→ **PAGE EXCERPT**
--- START ---

Geoff,
Thanks for the reply. I realise it could take a bunch of coding to properly parse a formula, which is why I was asking in the original post if any of the clever chaps here knew of any way to access Excel's internal representation of the formula structure. However, the problem is not quite as hard as having to do a full parse of all possible excel formulae - see my reply to Skip to see why.
Skip.
I am considering creating a simple model development tool in Excel. It is partly a "business case" and partly an intellectual exercise.
I recently put together a feasibility / tradeoff model for a particular optical sensor. It started off as a simple list of inputs and calculated values, but the logic was quite complex and a little hard to understand - especially when discussing the results with colleagues. So I tried assigning the values to text boxes which could be connected via connector arrows and moved to make the logical flow and internal dependencies more obvious.
This actually proved very useful, but it was a tedious p.i.t.a. to do the assigning of the data to the textboxes. It also occurred to me that if the process was automated it could do more than simply display the logic flow and would also be a very quick way of building a model in the first place.
Therefore, I have been thinking about putting together such a tool, mostly in my own time, partly because I think it would actually be quite useful at work, but also as an interesting exercise.
The idea is based around a set of interfaces as follows.
1 Variable Parameter Input
This would enable the user to specify a set of parameter values associated with each variable, e.g.

--- END ---

→ **YOUR TASKS**
1. In the Excel tool post, what kind of model did the writer recently put together?
2. Pick up the Excel tool post at its final words and carry it forward.

→ **DATASET EXTRACT**
--- START ---

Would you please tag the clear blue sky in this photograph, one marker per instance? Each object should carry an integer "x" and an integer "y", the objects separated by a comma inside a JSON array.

--- END ---

→ **RESULTS FOR THE EXERCISE**
1. A feasibility/tradeoff model for a particular optical sensor.

2.
Name: Integrated_Photons
Description: Number of photons captured per frame by each pixel
Units: Photons
Default Value: 1000000
Use Default: no
Formula: Source_photance*pixel_footprint*sensor_subtense*staretime
The purpose of the default values would be to allow the user to run the model while it was being developed (e.g. before the derivation of a given parameter had been defined) or to determine desired values to achieve specific downstream results.
2 Variables Listing
This would be a list of all the variables currently in the model – including not just the ones for which the definition had already been given as above, but also those whose existence is implied by their inclusion in the formulae. For example, the above variable implies the existence of the additional variables “Source_photance”, pixel_footprint”, sensor_subtense”, and staretime”. Clicking on a defined variable would activate the input form for that variable, allowing it to be edited. Clicking on a currently undefined variable (which would be displayed in a different colour) would activate a new input form to prompt the user to define it.
3 Tabular Data
This would show all of the parameters of all the currently recognised variables. Essentially this is the actual Excel model.
4 Graphical Display
This would show a text box per variable, laid out in a logical flow given by the dependence hierarchy, with connecting arrows showing dependence. The user would be able to arrange these by hand or to select “auto-placement”. Types of variable would be colour coded – e.g. final value, calculated intermediate value, user-input, physical constant. Any clash of units would also be highlighted here (and probably in the Tabular Data section too). For example, if the variable “velocity” is given by the formula “=distance/time” and “distance” is in units of m and “time” is in units of s, then the units of “velocity” should be m/s.
I realise that I might be better off using Labview or Simulink for something like this, but I was developing the original model at home over Christmas, where I don’t have access to either of those, and I do frequently work at home, so being able to do this kind of thing in Excel is quite handy. Also, both of the above are pretty much terra incognita as far as I’m concerned. In addition, I thought it might be a fun exercise (which is why I’ll mainly be doing this in my own time – except for stuff like this message!).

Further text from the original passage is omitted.